** Opening Text for analysis block **

What about customer profiles—do local news providers have to present a fuller picture of their audiences to brands to compete more effectively with what Facebook in particular provides?
Yes, absolutely. An interesting thing is that Facebook has been a leader for so long [that] it’s become oversaturated on the buy side, and prices are going way up. There’s an opportunity for other vendors who can provide similarly granular audience information to seize some of that market share.
You are seeing this right now with podcasts, print, and other more “traditional” forms of media taking a lot of ad dollars from the types of direct-to-consumer brands that have long been almost exclusively loyal to Facebook.
At the same time, Facebook has long been an important partner for news organizations in terms of driving traffic and new subscribers, so the landscape may shift back towards more symbiotic relationships in which Facebook provides the audience targeting and publishers provide content in exchange for traffic.
Facebook’s subscriber data, especially information culled from “likes,” has become so valuable in targeting ads. How can local news publishers compete with that?
A Facebook “like” is a strong intent signal. It gives Facebook and its advertisers another indication of what types of messages might appeal to a given user, which powers the social network’s very strong targeting capabilities. Facebook is also currently coping with a decline in trust—from both advertisers and consumers—which also plays to news organizations’ advantage, given their trust-based relationship with audiences.
This puts publishers in a position to leverage their own intent signals to compete with Facebook. News publishers can match or at least come close just by identifying, and leveraging for advertising purposes, the intent signals that they have access to on their platforms. A few that come to mind for a given news reader would be article history, content shares, comments on articles, preferred device for reading, and any history of engagement with paid content or ads. There are plenty of others, I’m sure.
Facebook and Google together now capture 99% of the growth in advertising revenue, according to Digital Content Next data. Do the findings of the Kitewheel report suggest that trend could be bent downward—if local news improves its engagement with its audiences and shows brands how it’s doing that?
Yes, it can be bent downward, if local news organizations adopt customer journey strategies. As I mentioned before, we’re already seeing direct-to-consumer brands migrating away from the big platforms because they’re too saturated.

** Closing Text for analysis block **
** Opening Record set block **

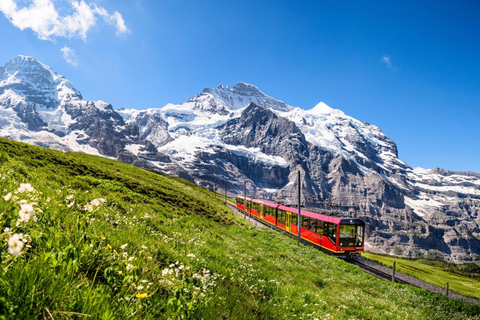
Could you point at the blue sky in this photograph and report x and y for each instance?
(410, 67)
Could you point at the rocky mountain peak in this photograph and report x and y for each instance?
(37, 82)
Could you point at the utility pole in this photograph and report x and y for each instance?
(244, 199)
(299, 210)
(393, 274)
(226, 185)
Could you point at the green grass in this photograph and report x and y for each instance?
(433, 272)
(111, 241)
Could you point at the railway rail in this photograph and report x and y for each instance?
(373, 268)
(375, 271)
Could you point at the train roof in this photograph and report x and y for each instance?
(305, 213)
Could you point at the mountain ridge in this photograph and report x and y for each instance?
(236, 134)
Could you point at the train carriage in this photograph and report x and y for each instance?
(338, 236)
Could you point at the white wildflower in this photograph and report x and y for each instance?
(26, 210)
(15, 244)
(25, 187)
(8, 196)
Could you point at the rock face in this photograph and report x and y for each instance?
(239, 134)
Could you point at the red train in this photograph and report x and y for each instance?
(337, 236)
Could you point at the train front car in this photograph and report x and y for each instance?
(351, 236)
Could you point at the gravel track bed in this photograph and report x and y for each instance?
(413, 281)
(416, 282)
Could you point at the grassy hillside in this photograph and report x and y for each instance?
(94, 238)
(437, 273)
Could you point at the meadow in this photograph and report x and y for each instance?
(85, 237)
(434, 272)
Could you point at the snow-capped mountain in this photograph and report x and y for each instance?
(238, 134)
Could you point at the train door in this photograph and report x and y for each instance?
(289, 222)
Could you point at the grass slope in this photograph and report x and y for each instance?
(105, 240)
(433, 272)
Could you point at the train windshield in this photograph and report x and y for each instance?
(351, 235)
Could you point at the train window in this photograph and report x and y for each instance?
(351, 235)
(293, 219)
(305, 222)
(319, 227)
(330, 230)
(282, 216)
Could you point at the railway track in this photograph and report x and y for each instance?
(375, 271)
(374, 268)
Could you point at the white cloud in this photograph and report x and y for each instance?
(69, 55)
(43, 18)
(388, 62)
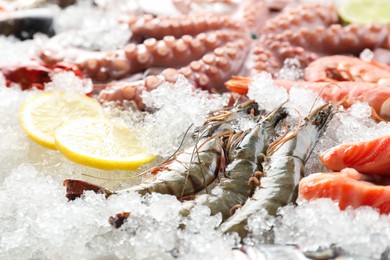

** Closing Record set block **

_What is being asked_
Summarize the interview on local news and Facebook advertising in two sentences.

_Result for this task_
Facebook's advertising has become oversaturated on the buy side and prices are rising, so vendors that can provide similarly granular audience information, including local news providers, have an opportunity to take market share. Publishers can compete by using the intent signals on their own platforms, such as article history, content shares and comments, along with the trust of their audiences as trust in Facebook declines, and by adopting customer journey strategies they could bend downward the trend of Facebook and Google capturing 99% of advertising revenue growth.